Below are the records; give again exactly the lines that run from the one with "366L591 386L604 389L610" through the last line.

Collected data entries
******************************
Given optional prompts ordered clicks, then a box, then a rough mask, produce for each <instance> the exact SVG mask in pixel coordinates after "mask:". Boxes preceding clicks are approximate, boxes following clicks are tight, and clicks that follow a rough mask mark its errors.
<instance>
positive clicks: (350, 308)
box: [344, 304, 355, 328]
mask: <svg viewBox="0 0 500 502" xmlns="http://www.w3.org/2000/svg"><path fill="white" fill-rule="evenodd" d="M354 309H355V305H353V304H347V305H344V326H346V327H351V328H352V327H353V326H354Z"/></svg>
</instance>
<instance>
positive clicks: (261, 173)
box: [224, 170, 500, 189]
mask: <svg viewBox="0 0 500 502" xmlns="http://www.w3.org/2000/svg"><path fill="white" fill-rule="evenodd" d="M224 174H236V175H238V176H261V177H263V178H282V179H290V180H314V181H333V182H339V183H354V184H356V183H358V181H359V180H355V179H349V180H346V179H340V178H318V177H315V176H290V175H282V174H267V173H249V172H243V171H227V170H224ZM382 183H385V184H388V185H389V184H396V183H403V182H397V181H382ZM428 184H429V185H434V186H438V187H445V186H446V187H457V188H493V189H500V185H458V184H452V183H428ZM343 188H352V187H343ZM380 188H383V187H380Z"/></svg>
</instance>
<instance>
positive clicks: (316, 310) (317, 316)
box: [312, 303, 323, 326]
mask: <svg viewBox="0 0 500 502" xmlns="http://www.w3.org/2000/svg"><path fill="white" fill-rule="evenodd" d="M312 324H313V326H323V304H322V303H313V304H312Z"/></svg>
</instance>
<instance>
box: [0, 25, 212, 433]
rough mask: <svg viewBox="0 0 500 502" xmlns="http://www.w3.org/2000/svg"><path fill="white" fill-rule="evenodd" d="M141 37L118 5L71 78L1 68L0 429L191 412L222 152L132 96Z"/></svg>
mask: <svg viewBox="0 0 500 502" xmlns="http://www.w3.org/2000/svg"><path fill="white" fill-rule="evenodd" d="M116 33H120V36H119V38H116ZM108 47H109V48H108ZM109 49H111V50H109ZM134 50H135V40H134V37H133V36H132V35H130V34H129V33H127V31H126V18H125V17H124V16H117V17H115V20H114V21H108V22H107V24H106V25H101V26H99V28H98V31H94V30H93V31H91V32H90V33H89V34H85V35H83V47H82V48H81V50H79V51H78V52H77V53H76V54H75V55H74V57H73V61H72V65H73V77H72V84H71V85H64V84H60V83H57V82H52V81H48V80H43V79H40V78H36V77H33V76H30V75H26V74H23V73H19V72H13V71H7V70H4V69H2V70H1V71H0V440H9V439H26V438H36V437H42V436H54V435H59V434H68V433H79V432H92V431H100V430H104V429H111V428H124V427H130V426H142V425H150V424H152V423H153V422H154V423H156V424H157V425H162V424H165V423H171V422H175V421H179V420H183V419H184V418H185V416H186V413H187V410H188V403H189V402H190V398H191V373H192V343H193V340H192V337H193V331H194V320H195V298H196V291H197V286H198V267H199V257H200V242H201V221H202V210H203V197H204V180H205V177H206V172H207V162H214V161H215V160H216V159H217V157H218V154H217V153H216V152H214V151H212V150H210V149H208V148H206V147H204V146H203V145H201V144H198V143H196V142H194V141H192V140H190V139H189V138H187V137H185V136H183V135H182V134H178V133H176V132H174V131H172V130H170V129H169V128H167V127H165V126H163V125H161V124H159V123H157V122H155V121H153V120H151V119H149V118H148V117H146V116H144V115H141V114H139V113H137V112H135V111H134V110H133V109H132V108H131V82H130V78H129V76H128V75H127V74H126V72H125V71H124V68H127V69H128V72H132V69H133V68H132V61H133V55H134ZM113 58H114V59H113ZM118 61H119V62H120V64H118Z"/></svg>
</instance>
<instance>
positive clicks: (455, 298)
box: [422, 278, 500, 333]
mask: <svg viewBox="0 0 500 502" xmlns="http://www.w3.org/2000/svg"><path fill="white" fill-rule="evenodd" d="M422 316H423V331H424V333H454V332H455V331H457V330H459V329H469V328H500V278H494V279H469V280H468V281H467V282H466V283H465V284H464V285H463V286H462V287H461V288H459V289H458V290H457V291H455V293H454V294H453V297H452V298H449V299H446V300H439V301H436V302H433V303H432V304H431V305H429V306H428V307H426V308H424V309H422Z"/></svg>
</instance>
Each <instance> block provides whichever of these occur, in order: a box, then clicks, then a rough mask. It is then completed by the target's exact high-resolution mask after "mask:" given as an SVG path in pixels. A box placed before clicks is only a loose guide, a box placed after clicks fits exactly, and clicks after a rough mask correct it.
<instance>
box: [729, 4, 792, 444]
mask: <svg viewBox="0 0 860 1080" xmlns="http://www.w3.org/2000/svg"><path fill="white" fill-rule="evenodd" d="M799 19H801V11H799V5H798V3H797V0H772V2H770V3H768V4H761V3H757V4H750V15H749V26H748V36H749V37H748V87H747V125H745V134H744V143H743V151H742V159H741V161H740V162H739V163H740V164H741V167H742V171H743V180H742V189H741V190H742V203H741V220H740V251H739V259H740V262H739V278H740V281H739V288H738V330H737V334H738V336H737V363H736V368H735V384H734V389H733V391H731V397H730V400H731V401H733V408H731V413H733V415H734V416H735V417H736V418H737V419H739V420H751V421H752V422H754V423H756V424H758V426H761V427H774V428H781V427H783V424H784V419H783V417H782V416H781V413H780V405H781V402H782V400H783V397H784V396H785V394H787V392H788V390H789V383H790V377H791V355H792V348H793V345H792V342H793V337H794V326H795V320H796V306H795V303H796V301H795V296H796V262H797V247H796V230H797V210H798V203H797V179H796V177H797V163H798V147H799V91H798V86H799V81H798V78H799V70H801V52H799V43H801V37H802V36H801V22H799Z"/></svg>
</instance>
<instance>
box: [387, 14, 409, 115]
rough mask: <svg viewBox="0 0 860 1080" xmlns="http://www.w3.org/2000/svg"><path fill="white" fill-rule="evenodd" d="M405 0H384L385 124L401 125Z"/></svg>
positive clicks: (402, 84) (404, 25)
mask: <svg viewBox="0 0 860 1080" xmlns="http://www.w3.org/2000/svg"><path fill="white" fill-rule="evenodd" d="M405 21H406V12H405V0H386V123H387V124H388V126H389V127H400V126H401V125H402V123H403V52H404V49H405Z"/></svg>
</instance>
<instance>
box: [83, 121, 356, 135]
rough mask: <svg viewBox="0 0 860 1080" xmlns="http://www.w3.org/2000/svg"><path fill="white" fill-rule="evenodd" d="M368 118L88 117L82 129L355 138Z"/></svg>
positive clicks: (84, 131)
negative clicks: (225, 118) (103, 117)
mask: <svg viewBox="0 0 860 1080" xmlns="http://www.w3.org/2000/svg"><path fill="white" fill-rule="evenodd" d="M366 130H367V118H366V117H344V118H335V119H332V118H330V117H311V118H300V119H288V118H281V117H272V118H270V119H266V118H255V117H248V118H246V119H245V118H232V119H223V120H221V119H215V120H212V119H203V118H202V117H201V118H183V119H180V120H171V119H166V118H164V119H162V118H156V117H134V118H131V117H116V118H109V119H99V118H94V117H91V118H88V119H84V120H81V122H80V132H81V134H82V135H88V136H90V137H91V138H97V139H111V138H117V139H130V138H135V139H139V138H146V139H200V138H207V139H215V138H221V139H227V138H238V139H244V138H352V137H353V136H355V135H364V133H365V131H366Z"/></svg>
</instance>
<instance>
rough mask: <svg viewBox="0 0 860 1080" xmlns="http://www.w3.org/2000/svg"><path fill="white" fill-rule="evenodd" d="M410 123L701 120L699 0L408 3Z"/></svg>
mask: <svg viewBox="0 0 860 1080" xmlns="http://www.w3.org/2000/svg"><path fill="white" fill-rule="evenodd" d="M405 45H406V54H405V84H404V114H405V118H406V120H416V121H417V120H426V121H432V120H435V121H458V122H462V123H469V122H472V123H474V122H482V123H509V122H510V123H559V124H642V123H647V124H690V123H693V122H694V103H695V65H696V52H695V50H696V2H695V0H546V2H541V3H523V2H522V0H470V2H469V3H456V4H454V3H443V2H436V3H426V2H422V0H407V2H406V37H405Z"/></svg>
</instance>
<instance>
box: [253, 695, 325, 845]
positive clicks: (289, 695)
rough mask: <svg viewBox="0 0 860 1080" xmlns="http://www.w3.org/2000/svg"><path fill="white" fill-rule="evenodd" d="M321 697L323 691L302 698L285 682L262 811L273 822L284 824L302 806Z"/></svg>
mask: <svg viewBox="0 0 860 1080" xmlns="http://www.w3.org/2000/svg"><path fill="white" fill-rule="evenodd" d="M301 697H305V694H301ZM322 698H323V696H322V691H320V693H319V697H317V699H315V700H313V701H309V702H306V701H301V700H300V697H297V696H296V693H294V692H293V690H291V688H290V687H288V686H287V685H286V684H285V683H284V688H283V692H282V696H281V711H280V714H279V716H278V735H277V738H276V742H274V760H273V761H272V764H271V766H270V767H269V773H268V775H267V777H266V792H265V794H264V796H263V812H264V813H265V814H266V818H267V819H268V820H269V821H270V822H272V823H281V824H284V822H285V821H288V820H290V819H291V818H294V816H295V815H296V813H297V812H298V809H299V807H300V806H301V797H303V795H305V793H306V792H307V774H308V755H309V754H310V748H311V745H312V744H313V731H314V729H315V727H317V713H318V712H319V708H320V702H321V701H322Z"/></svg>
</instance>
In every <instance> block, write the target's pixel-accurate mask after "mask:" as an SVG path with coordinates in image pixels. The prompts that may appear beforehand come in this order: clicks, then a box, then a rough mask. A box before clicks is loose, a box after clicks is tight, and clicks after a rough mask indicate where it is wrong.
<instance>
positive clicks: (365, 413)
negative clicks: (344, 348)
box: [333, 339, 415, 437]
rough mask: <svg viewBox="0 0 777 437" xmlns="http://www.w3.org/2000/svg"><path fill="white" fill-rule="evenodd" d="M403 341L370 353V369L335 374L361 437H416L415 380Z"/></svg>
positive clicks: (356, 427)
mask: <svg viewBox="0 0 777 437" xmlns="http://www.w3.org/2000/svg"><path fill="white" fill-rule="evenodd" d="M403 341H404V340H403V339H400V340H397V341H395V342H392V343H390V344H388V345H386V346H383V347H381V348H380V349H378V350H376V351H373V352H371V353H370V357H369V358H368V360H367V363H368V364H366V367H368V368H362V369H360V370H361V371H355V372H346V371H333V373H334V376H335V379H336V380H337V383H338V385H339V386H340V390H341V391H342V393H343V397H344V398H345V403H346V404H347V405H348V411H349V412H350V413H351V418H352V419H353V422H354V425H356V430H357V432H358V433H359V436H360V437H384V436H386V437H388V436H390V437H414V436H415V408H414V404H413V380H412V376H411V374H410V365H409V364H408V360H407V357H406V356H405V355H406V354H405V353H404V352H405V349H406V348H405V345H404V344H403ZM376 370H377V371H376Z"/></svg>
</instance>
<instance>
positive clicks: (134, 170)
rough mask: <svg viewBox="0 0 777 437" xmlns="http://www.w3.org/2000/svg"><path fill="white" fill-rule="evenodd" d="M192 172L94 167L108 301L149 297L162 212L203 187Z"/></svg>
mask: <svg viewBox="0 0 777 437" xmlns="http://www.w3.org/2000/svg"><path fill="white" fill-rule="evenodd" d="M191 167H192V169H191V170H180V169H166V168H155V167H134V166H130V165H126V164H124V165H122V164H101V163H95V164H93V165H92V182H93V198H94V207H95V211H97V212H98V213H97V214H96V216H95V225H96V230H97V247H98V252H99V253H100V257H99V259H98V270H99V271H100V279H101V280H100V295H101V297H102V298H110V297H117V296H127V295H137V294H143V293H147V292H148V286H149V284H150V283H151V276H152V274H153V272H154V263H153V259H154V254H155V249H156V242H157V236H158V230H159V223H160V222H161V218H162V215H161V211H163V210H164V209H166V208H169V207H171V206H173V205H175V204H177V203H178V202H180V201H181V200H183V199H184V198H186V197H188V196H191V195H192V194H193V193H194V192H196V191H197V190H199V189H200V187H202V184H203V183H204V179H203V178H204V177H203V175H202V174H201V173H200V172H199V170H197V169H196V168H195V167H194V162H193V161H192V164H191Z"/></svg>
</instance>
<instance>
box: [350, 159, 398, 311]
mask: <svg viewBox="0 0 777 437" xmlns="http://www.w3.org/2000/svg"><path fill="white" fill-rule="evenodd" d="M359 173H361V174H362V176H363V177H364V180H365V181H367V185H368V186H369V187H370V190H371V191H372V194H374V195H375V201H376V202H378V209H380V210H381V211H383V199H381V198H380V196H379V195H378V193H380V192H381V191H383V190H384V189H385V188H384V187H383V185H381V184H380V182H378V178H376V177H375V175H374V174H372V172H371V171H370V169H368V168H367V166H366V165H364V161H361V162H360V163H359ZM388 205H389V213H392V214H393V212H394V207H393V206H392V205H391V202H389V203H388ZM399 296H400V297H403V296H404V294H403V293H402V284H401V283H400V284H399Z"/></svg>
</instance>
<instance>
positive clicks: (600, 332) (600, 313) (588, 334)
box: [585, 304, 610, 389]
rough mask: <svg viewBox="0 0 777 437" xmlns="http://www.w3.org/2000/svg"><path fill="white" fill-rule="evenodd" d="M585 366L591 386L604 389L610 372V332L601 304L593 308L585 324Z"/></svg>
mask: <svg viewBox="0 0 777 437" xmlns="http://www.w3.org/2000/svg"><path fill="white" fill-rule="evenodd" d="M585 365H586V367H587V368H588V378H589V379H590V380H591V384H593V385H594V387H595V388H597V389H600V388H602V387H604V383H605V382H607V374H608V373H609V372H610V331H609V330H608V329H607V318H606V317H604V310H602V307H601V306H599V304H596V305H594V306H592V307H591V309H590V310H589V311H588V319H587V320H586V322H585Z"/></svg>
******************************
[Task solution]
rough mask: <svg viewBox="0 0 777 437" xmlns="http://www.w3.org/2000/svg"><path fill="white" fill-rule="evenodd" d="M585 366L591 386L604 389L610 372V332L601 304L593 308L585 324Z"/></svg>
mask: <svg viewBox="0 0 777 437" xmlns="http://www.w3.org/2000/svg"><path fill="white" fill-rule="evenodd" d="M585 365H586V367H587V368H588V378H589V379H590V380H591V384H593V385H594V387H595V388H597V389H600V388H602V387H604V383H605V382H607V374H608V373H609V372H610V331H609V330H608V329H607V318H606V317H604V310H602V307H601V306H599V304H596V305H594V306H592V307H591V309H590V310H589V311H588V319H587V320H586V322H585Z"/></svg>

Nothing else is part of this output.